● **PROVIDED INFORMATION**
****************************************
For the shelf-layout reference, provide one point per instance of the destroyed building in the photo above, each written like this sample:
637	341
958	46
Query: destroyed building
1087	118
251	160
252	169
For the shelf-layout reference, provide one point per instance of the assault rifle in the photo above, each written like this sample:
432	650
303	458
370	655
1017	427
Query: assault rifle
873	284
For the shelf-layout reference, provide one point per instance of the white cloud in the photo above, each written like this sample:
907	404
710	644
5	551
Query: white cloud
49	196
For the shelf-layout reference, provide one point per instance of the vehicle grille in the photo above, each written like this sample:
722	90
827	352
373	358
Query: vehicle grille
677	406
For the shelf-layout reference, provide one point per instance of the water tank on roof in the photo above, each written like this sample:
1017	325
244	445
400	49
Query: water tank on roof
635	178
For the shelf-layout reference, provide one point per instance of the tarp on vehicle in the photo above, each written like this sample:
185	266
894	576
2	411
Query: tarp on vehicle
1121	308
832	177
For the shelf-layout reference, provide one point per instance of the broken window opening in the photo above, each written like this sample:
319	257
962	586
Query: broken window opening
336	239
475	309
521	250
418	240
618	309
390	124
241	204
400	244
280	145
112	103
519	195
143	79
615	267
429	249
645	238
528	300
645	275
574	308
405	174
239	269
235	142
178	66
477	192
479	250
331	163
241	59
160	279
****************************************
● **EXERCISE DESCRIPTION**
The whole listing needs repeating. Match each line exactly.

● **WRITTEN ANSWER**
For the shelf-layout reference, provide one point per instance of the destroyed building in the photo above, each written like this sample:
637	341
958	46
Query: destroyed building
1087	118
251	160
252	169
For the shelf-layout reference, provide one point per instance of the assault rifle in the photo above, each written like this sample:
432	650
303	458
370	655
1017	427
Query: assault rifle
873	284
For the shelf-layout reference, provide one point per instance of the white cloud in the photo above, each written like this sample:
907	404
710	644
5	551
Query: white cloud
49	196
For the shelf-layout reference, provide one point per instance of the vehicle grille in the photo above, each written like this sample:
722	90
827	352
373	358
Query: vehicle grille
677	406
For the shelf-layout reference, provide one point per instance of the water tank on roof in the photo above, each written like this sample:
1017	325
244	445
400	49
Query: water tank on roof
635	178
For the shelf-layout reference, provide one point per instance of the tarp on vehicle in the photo above, each written like this sample:
185	266
894	576
2	411
Query: tarp on vehicle
1121	308
832	177
For the shelf-layout reference, provide one point per instance of the broken window opening in the photo above, each written like this sample:
319	257
962	586
Query: broken window opening
336	239
475	309
521	250
418	240
618	309
390	124
241	204
400	244
280	145
112	103
519	195
143	79
615	267
429	249
645	238
528	300
645	275
574	308
405	174
239	269
235	142
178	66
477	192
479	250
331	163
241	59
160	279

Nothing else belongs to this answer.